(Exercise aim) Transcribe word for word the lines spanning the line with "sign post cap." through the end of the records.

* * *

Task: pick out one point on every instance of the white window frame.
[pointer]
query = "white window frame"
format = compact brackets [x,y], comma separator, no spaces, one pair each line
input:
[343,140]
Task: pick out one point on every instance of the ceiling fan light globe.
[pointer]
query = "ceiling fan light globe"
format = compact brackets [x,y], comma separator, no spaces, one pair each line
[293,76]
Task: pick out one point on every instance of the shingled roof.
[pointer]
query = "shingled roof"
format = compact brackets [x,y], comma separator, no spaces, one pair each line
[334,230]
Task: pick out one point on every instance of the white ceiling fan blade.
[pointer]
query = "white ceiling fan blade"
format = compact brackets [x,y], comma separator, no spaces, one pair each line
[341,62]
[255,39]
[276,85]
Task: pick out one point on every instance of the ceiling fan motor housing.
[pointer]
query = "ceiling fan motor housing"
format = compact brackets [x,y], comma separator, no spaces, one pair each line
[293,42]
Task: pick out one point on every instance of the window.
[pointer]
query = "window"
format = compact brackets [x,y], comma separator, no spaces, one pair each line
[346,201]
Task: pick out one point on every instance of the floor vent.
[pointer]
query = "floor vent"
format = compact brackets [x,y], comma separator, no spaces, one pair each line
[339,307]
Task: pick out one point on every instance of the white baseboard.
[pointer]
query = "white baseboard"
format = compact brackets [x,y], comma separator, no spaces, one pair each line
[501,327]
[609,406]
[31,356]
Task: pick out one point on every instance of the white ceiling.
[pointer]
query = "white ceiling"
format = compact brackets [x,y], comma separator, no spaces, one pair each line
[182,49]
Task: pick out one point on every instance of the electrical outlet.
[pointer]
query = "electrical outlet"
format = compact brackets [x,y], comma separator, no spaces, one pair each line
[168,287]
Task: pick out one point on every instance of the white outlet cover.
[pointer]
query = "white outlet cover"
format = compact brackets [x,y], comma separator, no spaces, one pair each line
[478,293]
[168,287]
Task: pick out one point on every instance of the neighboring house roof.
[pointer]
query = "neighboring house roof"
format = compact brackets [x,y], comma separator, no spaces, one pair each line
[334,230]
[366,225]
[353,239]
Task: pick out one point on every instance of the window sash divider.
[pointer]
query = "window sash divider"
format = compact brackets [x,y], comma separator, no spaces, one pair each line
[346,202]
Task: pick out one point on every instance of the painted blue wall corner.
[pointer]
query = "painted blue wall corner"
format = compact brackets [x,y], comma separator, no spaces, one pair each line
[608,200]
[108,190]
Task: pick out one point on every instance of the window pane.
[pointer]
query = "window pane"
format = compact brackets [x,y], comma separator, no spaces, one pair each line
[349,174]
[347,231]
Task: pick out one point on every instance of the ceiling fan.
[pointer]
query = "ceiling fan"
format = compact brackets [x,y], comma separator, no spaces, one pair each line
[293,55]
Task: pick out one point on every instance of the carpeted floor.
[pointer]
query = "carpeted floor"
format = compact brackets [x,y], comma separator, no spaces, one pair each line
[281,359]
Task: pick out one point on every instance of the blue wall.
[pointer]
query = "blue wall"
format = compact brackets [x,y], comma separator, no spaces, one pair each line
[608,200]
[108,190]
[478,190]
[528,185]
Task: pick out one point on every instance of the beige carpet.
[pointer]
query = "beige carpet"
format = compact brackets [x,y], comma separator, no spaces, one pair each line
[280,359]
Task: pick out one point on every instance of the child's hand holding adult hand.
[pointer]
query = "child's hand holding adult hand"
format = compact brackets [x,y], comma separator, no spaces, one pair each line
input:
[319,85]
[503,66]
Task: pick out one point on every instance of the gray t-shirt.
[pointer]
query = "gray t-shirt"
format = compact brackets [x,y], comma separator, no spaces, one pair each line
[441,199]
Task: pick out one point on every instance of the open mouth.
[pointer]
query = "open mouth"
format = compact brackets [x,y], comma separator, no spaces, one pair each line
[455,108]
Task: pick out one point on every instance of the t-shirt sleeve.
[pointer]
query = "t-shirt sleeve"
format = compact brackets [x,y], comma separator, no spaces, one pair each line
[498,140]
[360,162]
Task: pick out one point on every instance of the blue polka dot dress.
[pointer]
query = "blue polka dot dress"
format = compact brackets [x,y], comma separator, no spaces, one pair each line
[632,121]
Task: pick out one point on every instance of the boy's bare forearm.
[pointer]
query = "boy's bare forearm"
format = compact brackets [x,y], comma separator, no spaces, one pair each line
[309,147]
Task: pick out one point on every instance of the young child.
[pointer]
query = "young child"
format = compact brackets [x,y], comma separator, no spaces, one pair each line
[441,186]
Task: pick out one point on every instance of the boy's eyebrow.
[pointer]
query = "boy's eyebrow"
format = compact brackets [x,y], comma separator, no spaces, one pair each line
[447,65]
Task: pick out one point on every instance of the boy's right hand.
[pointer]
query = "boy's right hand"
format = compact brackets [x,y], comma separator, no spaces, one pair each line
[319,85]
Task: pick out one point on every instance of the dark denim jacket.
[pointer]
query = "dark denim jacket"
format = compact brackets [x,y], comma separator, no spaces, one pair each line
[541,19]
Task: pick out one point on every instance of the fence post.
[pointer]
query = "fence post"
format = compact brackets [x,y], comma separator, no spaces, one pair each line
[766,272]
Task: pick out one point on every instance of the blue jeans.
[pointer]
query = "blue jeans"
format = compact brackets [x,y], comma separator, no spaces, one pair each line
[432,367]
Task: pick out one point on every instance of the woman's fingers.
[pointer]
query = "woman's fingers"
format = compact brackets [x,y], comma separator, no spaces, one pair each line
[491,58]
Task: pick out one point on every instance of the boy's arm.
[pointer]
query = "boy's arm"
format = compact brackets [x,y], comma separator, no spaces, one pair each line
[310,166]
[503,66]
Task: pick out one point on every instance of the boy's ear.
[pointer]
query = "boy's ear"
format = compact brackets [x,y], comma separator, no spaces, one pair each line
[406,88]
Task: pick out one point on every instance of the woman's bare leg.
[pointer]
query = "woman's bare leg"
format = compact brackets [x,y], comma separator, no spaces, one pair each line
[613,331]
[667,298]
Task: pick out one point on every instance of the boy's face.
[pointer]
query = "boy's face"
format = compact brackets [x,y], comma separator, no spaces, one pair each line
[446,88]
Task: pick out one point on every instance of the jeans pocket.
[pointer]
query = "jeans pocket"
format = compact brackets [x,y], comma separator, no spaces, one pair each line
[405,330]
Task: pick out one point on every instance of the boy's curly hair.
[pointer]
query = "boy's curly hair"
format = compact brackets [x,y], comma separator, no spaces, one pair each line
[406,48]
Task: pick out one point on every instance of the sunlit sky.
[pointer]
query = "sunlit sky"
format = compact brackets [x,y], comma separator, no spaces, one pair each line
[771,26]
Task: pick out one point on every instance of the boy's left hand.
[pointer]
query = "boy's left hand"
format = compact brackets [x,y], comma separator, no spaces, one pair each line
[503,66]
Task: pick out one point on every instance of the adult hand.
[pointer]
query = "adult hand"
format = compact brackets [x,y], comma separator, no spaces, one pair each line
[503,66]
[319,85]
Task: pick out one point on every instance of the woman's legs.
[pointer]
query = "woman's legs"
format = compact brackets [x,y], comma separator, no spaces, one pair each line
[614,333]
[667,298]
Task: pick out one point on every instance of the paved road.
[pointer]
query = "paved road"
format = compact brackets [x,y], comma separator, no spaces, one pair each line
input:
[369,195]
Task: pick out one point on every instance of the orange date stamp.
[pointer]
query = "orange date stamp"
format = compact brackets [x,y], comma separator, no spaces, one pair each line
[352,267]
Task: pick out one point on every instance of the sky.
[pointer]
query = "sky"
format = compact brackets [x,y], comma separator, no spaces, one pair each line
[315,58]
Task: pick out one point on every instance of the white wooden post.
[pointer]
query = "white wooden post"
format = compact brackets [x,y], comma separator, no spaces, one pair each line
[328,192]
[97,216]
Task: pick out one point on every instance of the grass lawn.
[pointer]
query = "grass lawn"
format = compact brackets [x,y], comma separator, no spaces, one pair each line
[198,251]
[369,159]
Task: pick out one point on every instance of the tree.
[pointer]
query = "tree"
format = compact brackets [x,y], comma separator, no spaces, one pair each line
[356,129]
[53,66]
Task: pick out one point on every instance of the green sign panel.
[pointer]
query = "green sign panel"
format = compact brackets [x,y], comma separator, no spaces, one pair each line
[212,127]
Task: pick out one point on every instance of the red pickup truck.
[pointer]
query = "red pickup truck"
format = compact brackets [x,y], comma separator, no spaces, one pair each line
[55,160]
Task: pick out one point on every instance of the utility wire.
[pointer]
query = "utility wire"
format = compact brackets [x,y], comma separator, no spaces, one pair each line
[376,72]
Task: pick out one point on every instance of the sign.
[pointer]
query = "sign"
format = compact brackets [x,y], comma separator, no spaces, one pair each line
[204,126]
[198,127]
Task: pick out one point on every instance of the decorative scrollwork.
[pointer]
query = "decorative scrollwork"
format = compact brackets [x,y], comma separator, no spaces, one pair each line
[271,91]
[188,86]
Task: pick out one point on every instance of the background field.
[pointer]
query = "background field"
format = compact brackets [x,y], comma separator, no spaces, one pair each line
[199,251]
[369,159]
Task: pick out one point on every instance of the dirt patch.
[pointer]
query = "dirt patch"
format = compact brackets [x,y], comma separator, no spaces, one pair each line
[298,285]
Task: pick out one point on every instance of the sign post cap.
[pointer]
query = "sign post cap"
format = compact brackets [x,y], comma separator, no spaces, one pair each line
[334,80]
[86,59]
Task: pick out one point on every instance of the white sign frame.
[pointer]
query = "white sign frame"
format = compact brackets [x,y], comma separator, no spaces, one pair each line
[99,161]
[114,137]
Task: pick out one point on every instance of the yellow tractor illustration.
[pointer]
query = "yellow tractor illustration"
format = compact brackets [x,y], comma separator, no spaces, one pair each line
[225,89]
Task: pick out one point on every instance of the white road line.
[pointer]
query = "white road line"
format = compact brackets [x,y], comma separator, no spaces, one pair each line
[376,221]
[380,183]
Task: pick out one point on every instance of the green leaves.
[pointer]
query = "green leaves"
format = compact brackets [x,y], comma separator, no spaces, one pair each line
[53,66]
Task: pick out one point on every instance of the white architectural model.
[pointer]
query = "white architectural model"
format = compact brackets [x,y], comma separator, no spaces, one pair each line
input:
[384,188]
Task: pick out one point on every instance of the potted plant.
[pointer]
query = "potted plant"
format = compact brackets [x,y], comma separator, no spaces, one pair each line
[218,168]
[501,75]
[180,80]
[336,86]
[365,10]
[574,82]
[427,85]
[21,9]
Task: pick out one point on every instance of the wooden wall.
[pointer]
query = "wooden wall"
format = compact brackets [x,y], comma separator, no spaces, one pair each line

* * *

(Answer to the problem)
Task: pick out one point on every instance of the sign post cap.
[pointer]
query = "sign post cap"
format = compact brackets [x,y], comma separator, no spaces, one pair each line
[334,80]
[86,59]
Task: pick out one point on every instance of the white sign frame.
[pointer]
query = "white sign frame"
format = compact brackets [x,y], comma separator, no spaces, one pair each line
[99,161]
[114,137]
Task: pick out one point on every instance of the yellow tractor illustration.
[pointer]
query = "yellow tractor illustration"
format = compact brackets [x,y], comma separator, no spaces, one pair each line
[225,89]
Task: pick out one point on every instance of the white road line.
[pointer]
query = "white road line"
format = compact brackets [x,y], comma separator, no spaces, one pair each line
[376,221]
[380,183]
Task: pick out one point on every instance of the green leaves.
[pointer]
query = "green leaves"
format = compact brackets [x,y], comma separator, no spaces, one pair each line
[53,66]
Task: pick out one point on every instance of the white architectural model.
[pointer]
query = "white architectural model"
format = compact brackets [x,y], comma separator, no spaces, one pair each line
input:
[384,188]
Task: pick out one point on every instance of the potted plant.
[pointer]
query = "potted plant"
format = compact brackets [x,y], comma separator, no spaces, one pair each line
[218,168]
[501,75]
[180,80]
[336,86]
[365,10]
[574,82]
[427,85]
[21,9]
Task: pick out one point on every instance of the wooden wall.
[pointer]
query = "wooden wall"
format = compact brackets [x,y], comma separator, no spaces, one pair each line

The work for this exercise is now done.